**EXERCISE DIRECTIONS**
In your answer, print every record exactly as it is written.
(EXTRACTED ENTRIES Opens)
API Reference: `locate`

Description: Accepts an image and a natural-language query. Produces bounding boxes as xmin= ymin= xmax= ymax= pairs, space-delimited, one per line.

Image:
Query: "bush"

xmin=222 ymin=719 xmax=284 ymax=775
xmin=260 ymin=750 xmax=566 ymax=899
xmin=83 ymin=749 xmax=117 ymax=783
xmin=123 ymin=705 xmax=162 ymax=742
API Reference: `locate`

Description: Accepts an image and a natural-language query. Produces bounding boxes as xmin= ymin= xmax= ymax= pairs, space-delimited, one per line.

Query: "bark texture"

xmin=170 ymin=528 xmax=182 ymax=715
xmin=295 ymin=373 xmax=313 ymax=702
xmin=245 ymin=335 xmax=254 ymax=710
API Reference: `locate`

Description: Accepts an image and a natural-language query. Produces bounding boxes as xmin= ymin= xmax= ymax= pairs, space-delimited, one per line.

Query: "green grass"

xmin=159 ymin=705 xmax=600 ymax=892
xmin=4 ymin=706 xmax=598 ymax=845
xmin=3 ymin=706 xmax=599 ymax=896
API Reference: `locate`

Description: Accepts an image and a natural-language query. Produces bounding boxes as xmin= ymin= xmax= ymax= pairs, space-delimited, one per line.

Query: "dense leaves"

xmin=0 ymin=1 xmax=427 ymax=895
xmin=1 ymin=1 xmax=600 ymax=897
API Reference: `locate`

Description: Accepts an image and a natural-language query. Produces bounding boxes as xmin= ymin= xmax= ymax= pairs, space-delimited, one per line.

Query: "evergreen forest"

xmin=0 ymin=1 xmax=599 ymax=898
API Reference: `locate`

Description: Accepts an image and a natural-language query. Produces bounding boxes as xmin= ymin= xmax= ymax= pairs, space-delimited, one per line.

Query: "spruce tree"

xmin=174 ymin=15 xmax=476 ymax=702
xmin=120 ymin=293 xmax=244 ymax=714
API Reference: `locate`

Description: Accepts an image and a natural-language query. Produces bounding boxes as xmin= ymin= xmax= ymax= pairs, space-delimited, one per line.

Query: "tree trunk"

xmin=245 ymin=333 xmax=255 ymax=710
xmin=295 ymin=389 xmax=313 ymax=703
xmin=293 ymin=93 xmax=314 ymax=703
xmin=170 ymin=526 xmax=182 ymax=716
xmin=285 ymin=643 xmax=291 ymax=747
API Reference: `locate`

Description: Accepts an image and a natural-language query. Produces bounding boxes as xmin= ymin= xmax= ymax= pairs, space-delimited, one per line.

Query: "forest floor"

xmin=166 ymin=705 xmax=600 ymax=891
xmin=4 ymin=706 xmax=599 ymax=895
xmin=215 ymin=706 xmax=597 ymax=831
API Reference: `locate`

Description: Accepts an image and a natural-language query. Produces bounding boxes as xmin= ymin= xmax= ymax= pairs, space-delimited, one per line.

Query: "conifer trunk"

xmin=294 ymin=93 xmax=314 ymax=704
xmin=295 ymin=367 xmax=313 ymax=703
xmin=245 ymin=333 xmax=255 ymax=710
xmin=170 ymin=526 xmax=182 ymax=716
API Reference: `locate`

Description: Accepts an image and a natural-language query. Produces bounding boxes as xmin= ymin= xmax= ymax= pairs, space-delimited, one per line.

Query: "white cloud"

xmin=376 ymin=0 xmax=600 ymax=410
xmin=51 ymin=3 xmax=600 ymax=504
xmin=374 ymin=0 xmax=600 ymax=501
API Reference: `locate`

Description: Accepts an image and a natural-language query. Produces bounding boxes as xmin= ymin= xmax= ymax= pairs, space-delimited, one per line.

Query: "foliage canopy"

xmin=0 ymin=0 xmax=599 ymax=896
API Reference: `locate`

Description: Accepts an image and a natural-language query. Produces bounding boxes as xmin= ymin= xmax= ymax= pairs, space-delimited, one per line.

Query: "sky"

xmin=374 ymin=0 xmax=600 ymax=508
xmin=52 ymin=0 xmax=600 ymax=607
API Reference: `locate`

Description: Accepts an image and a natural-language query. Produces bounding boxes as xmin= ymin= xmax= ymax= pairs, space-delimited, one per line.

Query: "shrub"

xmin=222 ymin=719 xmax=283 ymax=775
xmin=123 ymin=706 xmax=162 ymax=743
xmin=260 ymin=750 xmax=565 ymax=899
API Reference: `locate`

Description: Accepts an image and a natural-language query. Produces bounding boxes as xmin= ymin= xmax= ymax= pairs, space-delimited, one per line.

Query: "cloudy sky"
(EXTRACTED ENTRIES Closes)
**ANSWER BELOW**
API Reference: `locate`

Description: Accepts an image and a natural-language query. Produces bounding boxes as xmin= ymin= xmax= ymax= pairs, space-delimited, one per line.

Image:
Query: "bush"

xmin=222 ymin=719 xmax=284 ymax=775
xmin=260 ymin=750 xmax=566 ymax=899
xmin=83 ymin=749 xmax=117 ymax=783
xmin=123 ymin=705 xmax=162 ymax=742
API Reference: `locate`

Description: Accepts an image and a natural-language query. Produces bounding boxes as xmin= ymin= xmax= ymax= pairs, space-delimited, one per line.

Query: "bark texture"

xmin=170 ymin=528 xmax=182 ymax=715
xmin=295 ymin=373 xmax=313 ymax=702
xmin=245 ymin=335 xmax=254 ymax=710
API Reference: `locate`

Description: Accepts an image and a natural-language query. Produces bounding boxes as xmin= ymin= xmax= ymax= pairs, space-delimited, one per line.

Query: "green grass"

xmin=159 ymin=705 xmax=600 ymax=892
xmin=4 ymin=706 xmax=598 ymax=845
xmin=3 ymin=706 xmax=599 ymax=896
API Reference: `locate`

Description: Accepts an image and a natural-language query. Produces bounding boxes as xmin= ymin= xmax= ymax= pairs, space-delimited, one per line.

Query: "dense leaves"

xmin=0 ymin=1 xmax=427 ymax=895
xmin=1 ymin=1 xmax=600 ymax=897
API Reference: `locate`

Description: Accepts an image and a natural-language query. Produces bounding boxes as xmin= ymin= xmax= ymax= pairs, space-delimited, one per line.

Query: "evergreen forest"

xmin=0 ymin=1 xmax=599 ymax=898
API Reference: `locate`

Description: Accepts an image and a natural-language query. Produces bounding boxes as xmin= ymin= xmax= ymax= pairs, space-delimited, one per line.

Query: "spruce tree"

xmin=174 ymin=15 xmax=476 ymax=702
xmin=120 ymin=293 xmax=244 ymax=714
API Reference: `locate`

Description: Accepts an image and a natural-language query. Produces bounding boxes as xmin= ymin= xmax= ymax= pairs, space-delimited, one per line.

Query: "tree trunk"

xmin=245 ymin=333 xmax=255 ymax=710
xmin=295 ymin=389 xmax=313 ymax=703
xmin=293 ymin=93 xmax=314 ymax=703
xmin=170 ymin=526 xmax=182 ymax=716
xmin=285 ymin=643 xmax=291 ymax=747
API Reference: `locate`

Description: Accepts an image and a natural-language query. Produces bounding boxes as xmin= ymin= xmax= ymax= pairs, space-delimited, one per line.

Query: "forest floor"

xmin=166 ymin=705 xmax=600 ymax=891
xmin=4 ymin=706 xmax=599 ymax=895
xmin=215 ymin=706 xmax=597 ymax=831
API Reference: `locate`

Description: Accepts an image and a natural-language query. Produces bounding boxes as xmin= ymin= xmax= ymax= pairs, space-delimited, one per line.

Query: "conifer trunk"

xmin=294 ymin=93 xmax=314 ymax=704
xmin=295 ymin=367 xmax=313 ymax=703
xmin=245 ymin=333 xmax=255 ymax=710
xmin=170 ymin=526 xmax=182 ymax=716
API Reference: `locate`

Description: Accepts an image and a natural-language query. Produces bounding boxes as xmin= ymin= xmax= ymax= pairs, space-delimited, one per line.

Query: "white cloud"

xmin=376 ymin=0 xmax=600 ymax=410
xmin=51 ymin=3 xmax=600 ymax=504
xmin=374 ymin=0 xmax=600 ymax=501
API Reference: `locate`

Description: Accepts an image and a natural-language query. Produces bounding boxes as xmin= ymin= xmax= ymax= pairs, space-delimited, one per line.

Query: "foliage canopy"

xmin=0 ymin=0 xmax=599 ymax=896
API Reference: `locate`

Description: Accepts an image and a natural-language query. Produces bounding boxes as xmin= ymin= xmax= ymax= pairs, space-delimited, one per line.

Query: "sky"

xmin=374 ymin=0 xmax=600 ymax=508
xmin=52 ymin=0 xmax=600 ymax=607
API Reference: `locate`

Description: Accepts an image and a natural-language query. Produces bounding boxes as xmin= ymin= xmax= ymax= pairs, space-delimited, one per line.

Query: "shrub"

xmin=222 ymin=719 xmax=283 ymax=775
xmin=123 ymin=706 xmax=162 ymax=743
xmin=260 ymin=750 xmax=565 ymax=899
API Reference: `locate`

Description: Accepts an image and a natural-language query. Produces bounding boxes as xmin= ymin= xmax= ymax= pairs, space-delimited, one per line.

Query: "cloudy sky"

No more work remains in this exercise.